→ EXCERPT TO READ:
Stanford’s Andrew Luck and Boise State’s Kellen Moore were finalists in 2010, and, obviously, make the preseason cut this year for the award that goes to the nation’s top quarterback.  A total of seven 2010 semifinalists also made the list — Matt Barkley (USC), Kirk Cousins (Michigan State), Robert Griffin III (Baylor), Landry Jones (Oklahoma), Taylor Martinez (Nebraska) (no relation), Denard Robinson (Michigan), and Darron Thomas (Oregon).

Additionally, Case Keenum, a 2009 finalist, is a preseason selection after missing most of the 2010 season with a knee injury.

Perhaps the most glaring “omission” from the 38-player list is South Carolina’s Stephen Garcia, who just yesterday was named to the coaches’ preseason All-SEC second team.

Conference-wise, the Big Ten and Conference USA lead the way with six apiece, followed by the Pac-12 with five; the Big 12 with four; and the ACC and Big East with three each.

The O’Brien is named for former SMU great Davey O’Brien and has been awarded annually since 1981.  The preseason field will be narrowed to 16 semifinalists on Monday, Oct. 24, with the three finalists announced on Monday, Nov. 21. The 2011 Davey O’Brien winner will be announced on The Home Depot College Football Awards on Thursday, Dec. 8.

→ GIVEN TASK A:
Replace "apiece" with "each" and write out the quarterback award article starting with "Perhaps the most" and going on through "with three each.".
The quarterback award article and the records that follow have no connection to each other.

→ DATA EXCERPTS:
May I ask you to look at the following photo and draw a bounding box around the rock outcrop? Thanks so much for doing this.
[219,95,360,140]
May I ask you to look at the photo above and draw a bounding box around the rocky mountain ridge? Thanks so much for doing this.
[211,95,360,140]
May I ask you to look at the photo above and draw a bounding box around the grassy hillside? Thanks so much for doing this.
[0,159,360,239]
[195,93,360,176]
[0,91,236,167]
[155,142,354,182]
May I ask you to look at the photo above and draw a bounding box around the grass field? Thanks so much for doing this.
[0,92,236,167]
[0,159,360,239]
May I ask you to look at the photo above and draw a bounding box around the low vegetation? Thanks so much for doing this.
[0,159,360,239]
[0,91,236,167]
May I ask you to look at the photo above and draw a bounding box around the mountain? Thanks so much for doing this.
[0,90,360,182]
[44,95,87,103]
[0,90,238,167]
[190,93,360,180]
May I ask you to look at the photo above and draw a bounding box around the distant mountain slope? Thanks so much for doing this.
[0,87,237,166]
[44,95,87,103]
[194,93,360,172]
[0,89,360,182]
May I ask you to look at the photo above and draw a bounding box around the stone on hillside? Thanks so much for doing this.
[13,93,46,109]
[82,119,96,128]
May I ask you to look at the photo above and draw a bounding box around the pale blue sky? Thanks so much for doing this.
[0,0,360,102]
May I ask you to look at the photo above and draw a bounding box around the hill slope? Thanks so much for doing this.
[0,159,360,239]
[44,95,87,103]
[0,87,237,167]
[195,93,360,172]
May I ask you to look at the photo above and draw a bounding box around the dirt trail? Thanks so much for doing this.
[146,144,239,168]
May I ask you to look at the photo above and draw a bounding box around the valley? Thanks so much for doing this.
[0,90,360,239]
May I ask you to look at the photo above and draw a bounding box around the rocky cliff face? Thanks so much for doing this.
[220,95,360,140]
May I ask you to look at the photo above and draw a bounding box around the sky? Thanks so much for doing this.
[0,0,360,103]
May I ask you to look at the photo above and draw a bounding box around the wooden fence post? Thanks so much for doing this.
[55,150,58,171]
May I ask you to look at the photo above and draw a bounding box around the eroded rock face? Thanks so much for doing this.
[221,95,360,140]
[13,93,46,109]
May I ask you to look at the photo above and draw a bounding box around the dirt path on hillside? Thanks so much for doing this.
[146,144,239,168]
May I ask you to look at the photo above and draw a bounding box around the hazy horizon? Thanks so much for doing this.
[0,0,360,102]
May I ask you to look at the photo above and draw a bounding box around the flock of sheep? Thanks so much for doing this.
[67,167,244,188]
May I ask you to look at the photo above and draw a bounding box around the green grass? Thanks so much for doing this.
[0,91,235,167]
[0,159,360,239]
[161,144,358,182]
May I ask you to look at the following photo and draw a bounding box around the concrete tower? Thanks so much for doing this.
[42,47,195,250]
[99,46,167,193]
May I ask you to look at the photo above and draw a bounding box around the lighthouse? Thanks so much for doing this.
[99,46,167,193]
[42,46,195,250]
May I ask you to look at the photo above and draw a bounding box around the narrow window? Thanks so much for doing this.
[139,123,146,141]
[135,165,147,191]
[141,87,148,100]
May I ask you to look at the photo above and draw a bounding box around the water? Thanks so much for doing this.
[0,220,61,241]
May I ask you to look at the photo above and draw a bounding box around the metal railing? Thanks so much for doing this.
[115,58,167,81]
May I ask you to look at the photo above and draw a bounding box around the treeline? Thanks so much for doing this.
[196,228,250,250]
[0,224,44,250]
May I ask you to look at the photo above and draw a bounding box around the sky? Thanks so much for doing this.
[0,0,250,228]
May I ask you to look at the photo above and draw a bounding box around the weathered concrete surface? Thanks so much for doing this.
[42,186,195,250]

→ GIVEN TASK B:
Give the records starting with the line with "the dirt path" and going on through the line with "[67,167,244,188]" as a two-column CSV with columns named text and answer. Put one row per item, with each value in one quoted field and any line breaks turned into spaces.

→ TASK RESPONSE A:
Perhaps the most glaring “omission” from the 38-player list is South Carolina’s Stephen Garcia, who just yesterday was named to the coaches’ preseason All-SEC second team.

Conference-wise, the Big Ten and Conference USA lead the way with six each, followed by the Pac-12 with five; the Big 12 with four; and the ACC and Big East with three each.

→ TASK RESPONSE B:
text,answer
"May I ask you to look at the photo above and draw a bounding box around the dirt path on hillside? Thanks so much for doing this.","[146,144,239,168]"
"May I ask you to look at the photo above and draw a bounding box around the hazy horizon? Thanks so much for doing this.","[0,0,360,102]"
"May I ask you to look at the photo above and draw a bounding box around the flock of sheep? Thanks so much for doing this.","[67,167,244,188]"